-------- Data shown --------
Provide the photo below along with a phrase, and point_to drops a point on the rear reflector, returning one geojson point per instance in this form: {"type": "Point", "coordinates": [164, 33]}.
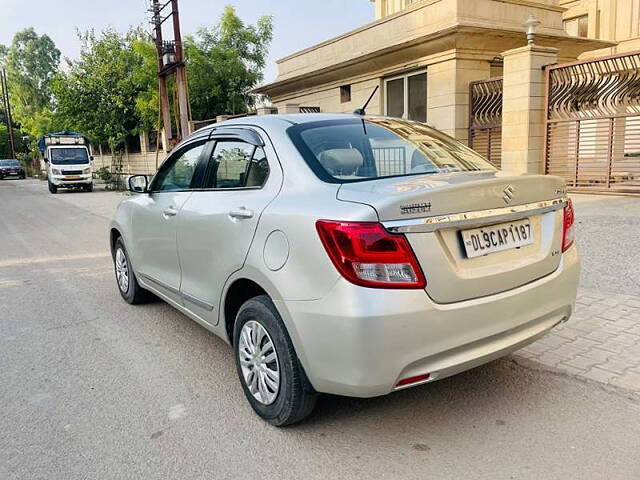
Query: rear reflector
{"type": "Point", "coordinates": [568, 227]}
{"type": "Point", "coordinates": [408, 381]}
{"type": "Point", "coordinates": [367, 255]}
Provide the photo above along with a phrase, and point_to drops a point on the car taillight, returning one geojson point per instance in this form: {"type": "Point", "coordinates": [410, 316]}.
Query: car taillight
{"type": "Point", "coordinates": [367, 255]}
{"type": "Point", "coordinates": [568, 228]}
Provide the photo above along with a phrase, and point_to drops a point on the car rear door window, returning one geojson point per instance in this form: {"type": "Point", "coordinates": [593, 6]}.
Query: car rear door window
{"type": "Point", "coordinates": [237, 164]}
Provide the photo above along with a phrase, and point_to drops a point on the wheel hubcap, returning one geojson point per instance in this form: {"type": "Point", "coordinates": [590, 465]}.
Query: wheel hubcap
{"type": "Point", "coordinates": [259, 362]}
{"type": "Point", "coordinates": [122, 271]}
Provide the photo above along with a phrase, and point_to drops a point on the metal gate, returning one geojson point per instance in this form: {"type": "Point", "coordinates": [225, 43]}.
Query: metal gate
{"type": "Point", "coordinates": [593, 123]}
{"type": "Point", "coordinates": [485, 119]}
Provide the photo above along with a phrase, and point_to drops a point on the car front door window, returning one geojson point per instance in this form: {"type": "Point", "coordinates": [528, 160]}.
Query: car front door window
{"type": "Point", "coordinates": [180, 172]}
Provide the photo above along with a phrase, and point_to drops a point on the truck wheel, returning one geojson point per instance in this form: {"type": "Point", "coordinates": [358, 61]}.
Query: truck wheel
{"type": "Point", "coordinates": [272, 378]}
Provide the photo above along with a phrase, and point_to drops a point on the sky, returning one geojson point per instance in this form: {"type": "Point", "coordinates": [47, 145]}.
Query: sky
{"type": "Point", "coordinates": [298, 23]}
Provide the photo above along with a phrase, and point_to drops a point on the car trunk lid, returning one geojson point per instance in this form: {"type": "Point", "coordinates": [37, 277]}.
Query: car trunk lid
{"type": "Point", "coordinates": [433, 210]}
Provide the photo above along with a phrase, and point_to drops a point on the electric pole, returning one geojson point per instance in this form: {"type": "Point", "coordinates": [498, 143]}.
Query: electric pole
{"type": "Point", "coordinates": [7, 111]}
{"type": "Point", "coordinates": [171, 60]}
{"type": "Point", "coordinates": [181, 73]}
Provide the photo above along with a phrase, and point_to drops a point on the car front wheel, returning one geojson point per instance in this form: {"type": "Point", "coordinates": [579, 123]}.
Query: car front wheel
{"type": "Point", "coordinates": [128, 286]}
{"type": "Point", "coordinates": [272, 378]}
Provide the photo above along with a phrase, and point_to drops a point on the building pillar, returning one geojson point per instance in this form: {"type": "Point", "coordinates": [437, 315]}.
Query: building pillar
{"type": "Point", "coordinates": [524, 109]}
{"type": "Point", "coordinates": [266, 110]}
{"type": "Point", "coordinates": [144, 142]}
{"type": "Point", "coordinates": [288, 108]}
{"type": "Point", "coordinates": [448, 94]}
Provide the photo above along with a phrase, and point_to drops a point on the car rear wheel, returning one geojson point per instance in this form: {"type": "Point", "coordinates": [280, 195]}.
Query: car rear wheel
{"type": "Point", "coordinates": [128, 285]}
{"type": "Point", "coordinates": [272, 378]}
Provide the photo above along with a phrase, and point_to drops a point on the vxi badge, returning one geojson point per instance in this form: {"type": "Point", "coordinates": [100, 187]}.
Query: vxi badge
{"type": "Point", "coordinates": [508, 193]}
{"type": "Point", "coordinates": [412, 208]}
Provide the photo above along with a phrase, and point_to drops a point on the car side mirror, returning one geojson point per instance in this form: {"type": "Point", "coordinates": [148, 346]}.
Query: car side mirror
{"type": "Point", "coordinates": [138, 184]}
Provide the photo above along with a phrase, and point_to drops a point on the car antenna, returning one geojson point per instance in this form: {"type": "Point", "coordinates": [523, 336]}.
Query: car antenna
{"type": "Point", "coordinates": [362, 111]}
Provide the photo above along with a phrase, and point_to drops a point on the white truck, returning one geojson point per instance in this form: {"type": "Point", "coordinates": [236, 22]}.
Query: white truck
{"type": "Point", "coordinates": [68, 160]}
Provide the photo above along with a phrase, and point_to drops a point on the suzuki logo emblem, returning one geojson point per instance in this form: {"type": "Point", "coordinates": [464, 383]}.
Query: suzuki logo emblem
{"type": "Point", "coordinates": [508, 194]}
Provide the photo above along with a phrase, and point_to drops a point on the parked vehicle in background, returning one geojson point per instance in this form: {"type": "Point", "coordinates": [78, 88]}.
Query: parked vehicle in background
{"type": "Point", "coordinates": [330, 268]}
{"type": "Point", "coordinates": [12, 168]}
{"type": "Point", "coordinates": [68, 160]}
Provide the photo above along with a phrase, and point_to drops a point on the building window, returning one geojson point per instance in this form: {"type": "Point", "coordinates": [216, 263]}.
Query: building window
{"type": "Point", "coordinates": [577, 27]}
{"type": "Point", "coordinates": [345, 93]}
{"type": "Point", "coordinates": [406, 96]}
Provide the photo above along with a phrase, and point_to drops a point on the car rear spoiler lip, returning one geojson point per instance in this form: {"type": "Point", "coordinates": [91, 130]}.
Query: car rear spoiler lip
{"type": "Point", "coordinates": [454, 220]}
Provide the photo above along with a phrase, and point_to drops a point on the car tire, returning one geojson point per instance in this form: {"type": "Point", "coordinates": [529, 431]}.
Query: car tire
{"type": "Point", "coordinates": [294, 399]}
{"type": "Point", "coordinates": [128, 285]}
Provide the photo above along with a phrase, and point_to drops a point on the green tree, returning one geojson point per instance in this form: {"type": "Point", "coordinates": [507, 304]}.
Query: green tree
{"type": "Point", "coordinates": [32, 62]}
{"type": "Point", "coordinates": [225, 63]}
{"type": "Point", "coordinates": [98, 94]}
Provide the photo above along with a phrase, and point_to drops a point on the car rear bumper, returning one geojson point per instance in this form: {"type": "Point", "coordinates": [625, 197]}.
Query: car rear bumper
--------
### Short problem
Print all of the lines of the data above again, word for word, omitting the pictures from your answer.

### Final result
Provide the photo below along with a phrase, and point_to drops a point on the rear reflector, returning one geojson point per instance in this form: {"type": "Point", "coordinates": [164, 33]}.
Query: rear reflector
{"type": "Point", "coordinates": [568, 227]}
{"type": "Point", "coordinates": [408, 381]}
{"type": "Point", "coordinates": [367, 255]}
Provide the photo above along with a phrase, and point_to drops a point on the car taillight, returning one geojson point per instance in this form: {"type": "Point", "coordinates": [410, 316]}.
Query: car taillight
{"type": "Point", "coordinates": [367, 255]}
{"type": "Point", "coordinates": [568, 228]}
Provide the photo above along with a phrase, and point_to drops a point on the car rear door window, returning one geojson point per instance in this form: {"type": "Point", "coordinates": [593, 6]}.
Query: car rear door window
{"type": "Point", "coordinates": [237, 164]}
Provide the photo above along with a phrase, and point_to drops a point on the wheel hubcap, returning one geojson point per instance in this form: {"type": "Point", "coordinates": [590, 465]}.
Query: wheel hubcap
{"type": "Point", "coordinates": [259, 362]}
{"type": "Point", "coordinates": [122, 271]}
Provide the photo above along with a phrase, and point_to drops a point on the metal gate, returning one geojson point per instance in this form: {"type": "Point", "coordinates": [225, 43]}.
Query: metal gate
{"type": "Point", "coordinates": [593, 123]}
{"type": "Point", "coordinates": [485, 119]}
Provide the photo above along with a phrase, and point_to drops a point on the car front door window, returning one geojson point per instance in this form: {"type": "Point", "coordinates": [528, 160]}.
Query: car front door window
{"type": "Point", "coordinates": [180, 172]}
Provide the photo above along with a phrase, and point_to drops a point on the truck wheel, returning one geojson point per instance in this form: {"type": "Point", "coordinates": [358, 61]}.
Query: truck wheel
{"type": "Point", "coordinates": [272, 378]}
Provide the photo above along with a phrase, and point_to drops a point on the sky, returning one geojson point per instance in this form: {"type": "Point", "coordinates": [47, 145]}.
Query: sky
{"type": "Point", "coordinates": [298, 23]}
Provide the photo above along with a phrase, and point_to drops a point on the car trunk lid, returning one geojson point per instance in this form: {"type": "Point", "coordinates": [37, 277]}.
Query: car trunk lid
{"type": "Point", "coordinates": [433, 210]}
Provide the photo above along with a phrase, and point_to drops a point on the electric pole, returning one geojson point per instance in this form: {"type": "Point", "coordinates": [498, 143]}.
Query: electric pole
{"type": "Point", "coordinates": [7, 111]}
{"type": "Point", "coordinates": [171, 60]}
{"type": "Point", "coordinates": [181, 73]}
Provide the photo above along with a phrase, and point_to drops a point on the car front wheel, returning one geojson point per instance in this form: {"type": "Point", "coordinates": [579, 123]}.
Query: car front wheel
{"type": "Point", "coordinates": [128, 286]}
{"type": "Point", "coordinates": [272, 378]}
Provide the photo above along with a phrase, and point_to drops a point on the building pillar, returning one geojson point per instance in this form: {"type": "Point", "coordinates": [437, 315]}.
Query: building pillar
{"type": "Point", "coordinates": [524, 109]}
{"type": "Point", "coordinates": [266, 110]}
{"type": "Point", "coordinates": [144, 142]}
{"type": "Point", "coordinates": [288, 108]}
{"type": "Point", "coordinates": [448, 94]}
Provide the photo above along with a phrase, and point_to drops a point on the car rear wheel, returning one geojson point per instance in this form: {"type": "Point", "coordinates": [280, 195]}.
Query: car rear wheel
{"type": "Point", "coordinates": [128, 285]}
{"type": "Point", "coordinates": [272, 378]}
Provide the photo above along with a phrase, and point_to drops a point on the vxi badge, returning one geojson point per instance in this form: {"type": "Point", "coordinates": [100, 187]}.
Query: vxi badge
{"type": "Point", "coordinates": [508, 193]}
{"type": "Point", "coordinates": [412, 208]}
Provide the photo above along with a phrase, and point_to drops a point on the car side mirror, returning one geojson point per instance in this form: {"type": "Point", "coordinates": [148, 346]}.
Query: car side mirror
{"type": "Point", "coordinates": [138, 184]}
Provide the photo above along with a phrase, and point_to drops a point on the car antenna, returning one geojson point per instance in this form: {"type": "Point", "coordinates": [523, 336]}.
Query: car antenna
{"type": "Point", "coordinates": [362, 111]}
Provide the photo above along with a phrase, and point_to drops a point on the white truck, returning one geojson point per instance in this form: {"type": "Point", "coordinates": [236, 22]}.
Query: white truck
{"type": "Point", "coordinates": [68, 160]}
Provide the photo above along with a phrase, and point_to drops a point on the suzuki logo emblem, returning one geojson point per instance in this form: {"type": "Point", "coordinates": [464, 383]}.
Query: suzuki logo emblem
{"type": "Point", "coordinates": [508, 194]}
Provide the photo above along with a phrase, and point_to drops a point on the parked vehicle in background, returning one geojson point per instance in this form: {"type": "Point", "coordinates": [78, 88]}.
Query: parked vehicle in background
{"type": "Point", "coordinates": [330, 268]}
{"type": "Point", "coordinates": [12, 168]}
{"type": "Point", "coordinates": [68, 160]}
Provide the photo above along with a phrase, and point_to drops a point on the building window, returning one geojson point per instance in this form: {"type": "Point", "coordinates": [216, 263]}.
Query: building window
{"type": "Point", "coordinates": [577, 27]}
{"type": "Point", "coordinates": [345, 93]}
{"type": "Point", "coordinates": [406, 96]}
Provide the photo above along with a phrase, and point_to drops a point on the car rear spoiler lip, returning one geojson point per instance in this form: {"type": "Point", "coordinates": [91, 130]}.
Query: car rear spoiler lip
{"type": "Point", "coordinates": [454, 220]}
Provide the photo above along with a phrase, and point_to drops a point on the car tire, returning one geojson point per instance in this form: {"type": "Point", "coordinates": [529, 431]}.
Query: car tire
{"type": "Point", "coordinates": [294, 399]}
{"type": "Point", "coordinates": [128, 285]}
Provide the photo above along with a phrase, and point_to drops a point on the green tree, returning one geojson point per instance in this form: {"type": "Point", "coordinates": [507, 304]}.
Query: green tree
{"type": "Point", "coordinates": [32, 62]}
{"type": "Point", "coordinates": [225, 63]}
{"type": "Point", "coordinates": [98, 94]}
Provide the photo above along with a phrase, and point_to drops a point on the car rear bumper, returning one geojson point per instance in this form: {"type": "Point", "coordinates": [625, 197]}.
Query: car rear bumper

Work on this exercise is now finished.